Texte cité:
>>
Que sont devenus les dons, les qualités qu’elles avaient avant d’entrer dans la vie religieuse ? Ne font-ils que sommeiller ? Ou les années de non-exercice les ont-ils réduits à néant ?

Sœur Bonnepâte

Je pense à sœur Bonnepâte ! Dans sa jeunesse, durant plusieurs années, elle était « chef de classe », comme on disait à l’époque en France ; au conseil de classe, elle représentait ceux qui l’avaient choisie et qui usaient les bancs du lycée avec elle. Animatrice en centre de loisirs et en colonie de vacances, elle avait encore le sens des responsabilités, des initiatives, et quand elle fut amenée à travailler, elle s’occupa de la gestion de 150 personnes. Bref, notre sœur Bonnepâte, dans le monde, était ce qu’on appelle une personne généreuse, sur laquelle on pouvait compter et s’appuyer sans hésitation, parce qu’on savait que les mille pattes à son actif étaient solides.
<<
Données extraites:
>>
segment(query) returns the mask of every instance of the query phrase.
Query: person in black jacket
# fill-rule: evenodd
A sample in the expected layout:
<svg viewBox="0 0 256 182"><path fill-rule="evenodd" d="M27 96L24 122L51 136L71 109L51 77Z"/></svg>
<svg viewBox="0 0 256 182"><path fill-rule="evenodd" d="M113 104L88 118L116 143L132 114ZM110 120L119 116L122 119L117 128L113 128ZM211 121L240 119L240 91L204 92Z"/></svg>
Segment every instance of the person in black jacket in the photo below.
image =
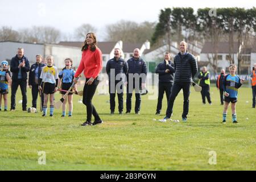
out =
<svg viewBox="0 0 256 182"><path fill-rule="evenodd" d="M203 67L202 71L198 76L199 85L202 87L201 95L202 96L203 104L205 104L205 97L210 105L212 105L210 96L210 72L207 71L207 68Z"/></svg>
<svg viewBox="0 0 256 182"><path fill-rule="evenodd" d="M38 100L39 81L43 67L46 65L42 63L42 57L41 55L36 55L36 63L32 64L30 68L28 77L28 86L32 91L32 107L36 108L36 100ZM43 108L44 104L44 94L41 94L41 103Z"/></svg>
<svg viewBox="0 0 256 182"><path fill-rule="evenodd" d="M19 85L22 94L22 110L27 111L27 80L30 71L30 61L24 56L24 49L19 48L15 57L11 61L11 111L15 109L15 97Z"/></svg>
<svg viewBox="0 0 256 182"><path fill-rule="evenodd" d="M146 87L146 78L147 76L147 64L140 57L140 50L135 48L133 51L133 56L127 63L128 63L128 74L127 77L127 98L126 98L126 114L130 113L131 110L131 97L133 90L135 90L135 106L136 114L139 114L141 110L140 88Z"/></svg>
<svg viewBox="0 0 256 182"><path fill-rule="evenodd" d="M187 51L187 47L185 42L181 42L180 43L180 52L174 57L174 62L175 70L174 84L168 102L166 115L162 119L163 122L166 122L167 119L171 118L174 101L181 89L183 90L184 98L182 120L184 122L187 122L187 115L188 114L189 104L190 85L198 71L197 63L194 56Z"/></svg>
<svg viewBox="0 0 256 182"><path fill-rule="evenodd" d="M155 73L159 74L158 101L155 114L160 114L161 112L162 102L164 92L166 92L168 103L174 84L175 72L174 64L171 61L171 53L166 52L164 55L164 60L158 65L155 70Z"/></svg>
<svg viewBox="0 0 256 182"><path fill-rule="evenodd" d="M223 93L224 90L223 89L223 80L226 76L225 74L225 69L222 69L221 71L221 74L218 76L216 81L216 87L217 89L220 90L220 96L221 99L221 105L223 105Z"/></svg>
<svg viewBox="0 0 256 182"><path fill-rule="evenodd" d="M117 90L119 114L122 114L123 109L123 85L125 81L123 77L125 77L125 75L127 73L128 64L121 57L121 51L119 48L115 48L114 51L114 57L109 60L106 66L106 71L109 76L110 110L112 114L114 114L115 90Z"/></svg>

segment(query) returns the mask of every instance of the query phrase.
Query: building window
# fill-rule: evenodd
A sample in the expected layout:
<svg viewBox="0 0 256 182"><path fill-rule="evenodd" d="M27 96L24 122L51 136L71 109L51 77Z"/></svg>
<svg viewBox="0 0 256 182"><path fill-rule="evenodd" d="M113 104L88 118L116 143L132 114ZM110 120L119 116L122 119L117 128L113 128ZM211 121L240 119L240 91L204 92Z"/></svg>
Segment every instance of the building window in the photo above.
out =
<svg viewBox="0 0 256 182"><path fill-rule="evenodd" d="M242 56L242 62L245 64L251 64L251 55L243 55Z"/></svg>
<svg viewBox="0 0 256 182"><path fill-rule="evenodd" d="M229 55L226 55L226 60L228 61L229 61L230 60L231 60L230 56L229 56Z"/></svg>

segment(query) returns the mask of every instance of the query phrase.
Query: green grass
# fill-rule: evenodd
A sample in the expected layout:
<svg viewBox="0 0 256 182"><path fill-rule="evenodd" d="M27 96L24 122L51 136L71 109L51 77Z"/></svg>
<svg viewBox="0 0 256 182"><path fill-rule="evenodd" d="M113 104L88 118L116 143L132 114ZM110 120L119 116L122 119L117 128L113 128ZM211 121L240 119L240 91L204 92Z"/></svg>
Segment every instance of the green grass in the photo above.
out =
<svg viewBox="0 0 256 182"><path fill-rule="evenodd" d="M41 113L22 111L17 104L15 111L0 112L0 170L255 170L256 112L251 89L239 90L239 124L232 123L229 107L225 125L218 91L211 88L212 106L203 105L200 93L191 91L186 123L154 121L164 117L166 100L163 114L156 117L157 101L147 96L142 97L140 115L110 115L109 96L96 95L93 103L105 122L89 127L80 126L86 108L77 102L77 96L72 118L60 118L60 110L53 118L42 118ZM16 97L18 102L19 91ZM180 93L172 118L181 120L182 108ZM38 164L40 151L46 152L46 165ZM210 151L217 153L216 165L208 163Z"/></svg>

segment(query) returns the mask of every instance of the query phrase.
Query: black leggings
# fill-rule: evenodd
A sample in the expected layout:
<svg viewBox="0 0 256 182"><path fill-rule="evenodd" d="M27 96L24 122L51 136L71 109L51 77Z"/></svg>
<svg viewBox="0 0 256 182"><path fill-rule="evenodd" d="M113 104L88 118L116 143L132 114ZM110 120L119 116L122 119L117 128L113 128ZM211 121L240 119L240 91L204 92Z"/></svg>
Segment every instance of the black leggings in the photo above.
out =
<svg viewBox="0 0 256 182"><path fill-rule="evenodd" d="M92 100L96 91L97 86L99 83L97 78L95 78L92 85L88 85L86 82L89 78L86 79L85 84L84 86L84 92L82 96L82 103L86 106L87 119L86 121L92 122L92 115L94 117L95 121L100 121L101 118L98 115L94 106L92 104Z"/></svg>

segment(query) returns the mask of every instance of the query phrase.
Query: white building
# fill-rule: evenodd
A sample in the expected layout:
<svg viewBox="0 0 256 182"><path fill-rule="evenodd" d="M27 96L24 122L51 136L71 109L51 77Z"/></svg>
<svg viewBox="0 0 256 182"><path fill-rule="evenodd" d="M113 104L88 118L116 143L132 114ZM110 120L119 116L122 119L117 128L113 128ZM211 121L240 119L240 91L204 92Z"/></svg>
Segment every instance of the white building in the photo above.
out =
<<
Recopiez une à une les questions qui ouvrent le texte sur sœur Bonnepâte, placé plus haut.

Résultat de l'exercice:
- Que sont devenus les dons, les qualités qu’elles avaient avant d’entrer dans la vie religieuse ?
- Ne font-ils que sommeiller ?
- Ou les années de non-exercice les ont-ils réduits à néant ?